▶ _Exercise set_:
**a)** Answer these from the style guide excerpt below, one answer per line, marked the same way:
(i) In what city is the K mart headquarters?
(ii) From what French phrase does the distress signal Mayday come?
(iii) What two forms does the guide give for showing temperatures below zero?
**b)** Put every line of the entries that follow the style guide excerpt into a numbered list, skipping blank lines and leaving the picture out.

▶ _Selected excerpt_:
▬▬▬
K mart No hyphen, lowercase m. Headquarters is in Troy, Mich.

L

lady Do not use as a synonym for woman. Lady may be used when it is a courtesy title or when a specific reference to fine manners is appropriate without patronizing overtones. 

late Do not use it to describe someone’s actions while alive. Wrong: Only the late senator opposed this bill. (He was not dead at that time.)

lectern, podium, pulpit, rostrum A speaker stands behind a lectern, on a podium or rostrum, or in the pulpit

M

malarkey Not malarky

May Day, mayday May Day is May 1, often observed as a festive or political holiday. Mayday is the international distress signal, from the French m’aidez, meaning “help me.”

milquetoast Not milk toast when referring to a shrinking, apologetic person. Derived from Caspar Milquetoast, a character in a comic strip by H.T. Webster. 

minus sign Use a hyphen not a dash, but use the word minus if there is any danger of confusion. Use a word, not a minus sign to indicate temperatures below zero: minus 10 or 5 below zero

mishap A minor misfortune. People are not killed in mishaps.
▬▬▬
▶ _Dataset records_:
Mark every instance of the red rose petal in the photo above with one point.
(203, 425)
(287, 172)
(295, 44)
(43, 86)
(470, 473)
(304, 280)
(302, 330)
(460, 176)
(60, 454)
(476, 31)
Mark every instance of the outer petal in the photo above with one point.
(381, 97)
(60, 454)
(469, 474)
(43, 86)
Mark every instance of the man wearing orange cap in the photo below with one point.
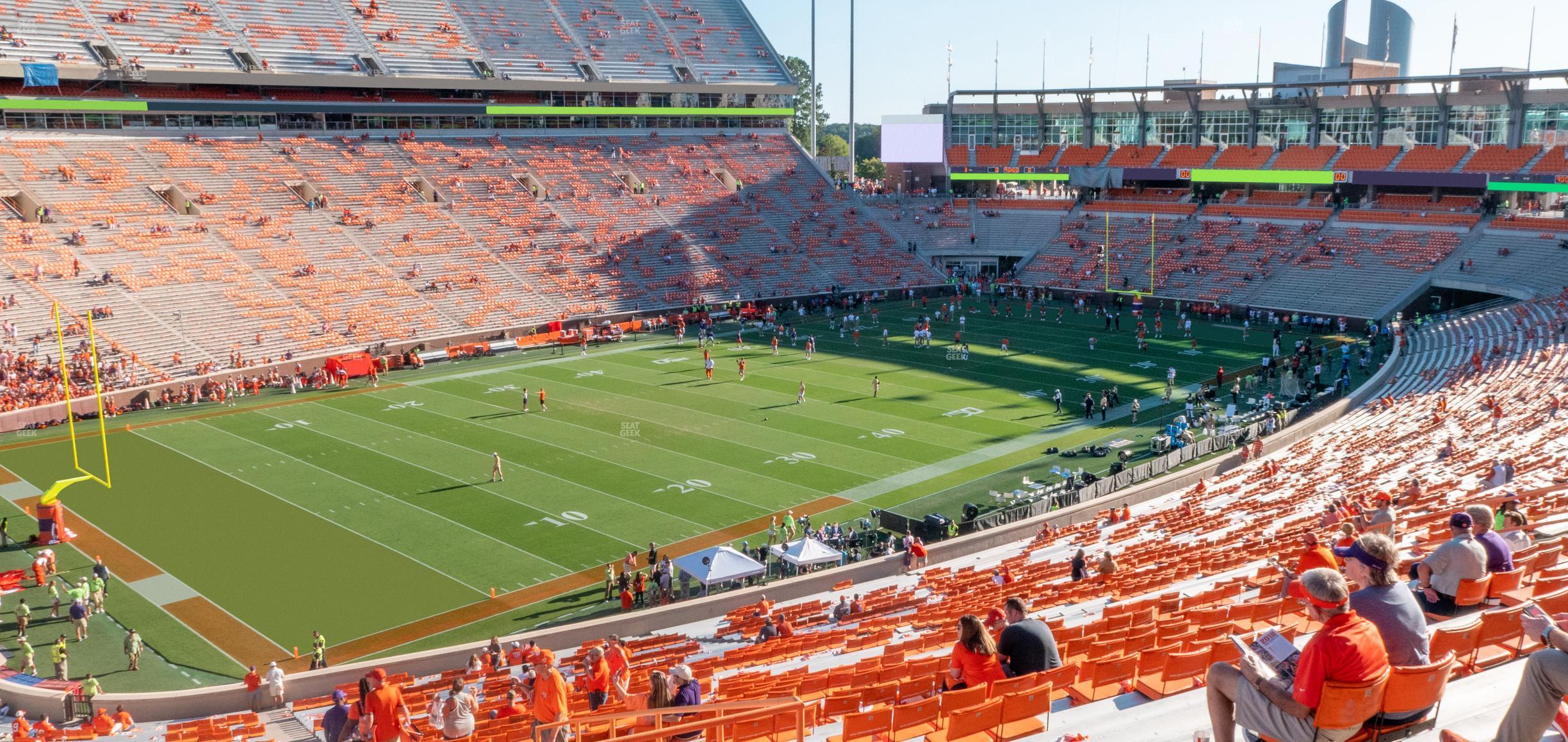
▬▬▬
▶ _Expected results_:
**a)**
(i) Troy, Mich.
(ii) m’aidez, meaning “help me.”
(iii) minus 10 or 5 below zero

**b)**
1. Mark every instance of the red rose petal in the photo above with one point.
2. (203, 425)
3. (287, 172)
4. (295, 44)
5. (43, 86)
6. (470, 473)
7. (304, 280)
8. (302, 330)
9. (460, 176)
10. (60, 454)
11. (476, 31)
12. Mark every instance of the outer petal in the photo above with one point.
13. (381, 97)
14. (60, 454)
15. (469, 474)
16. (43, 86)
17. Mark every instance of the man wearing orange cap in the photo below with one point.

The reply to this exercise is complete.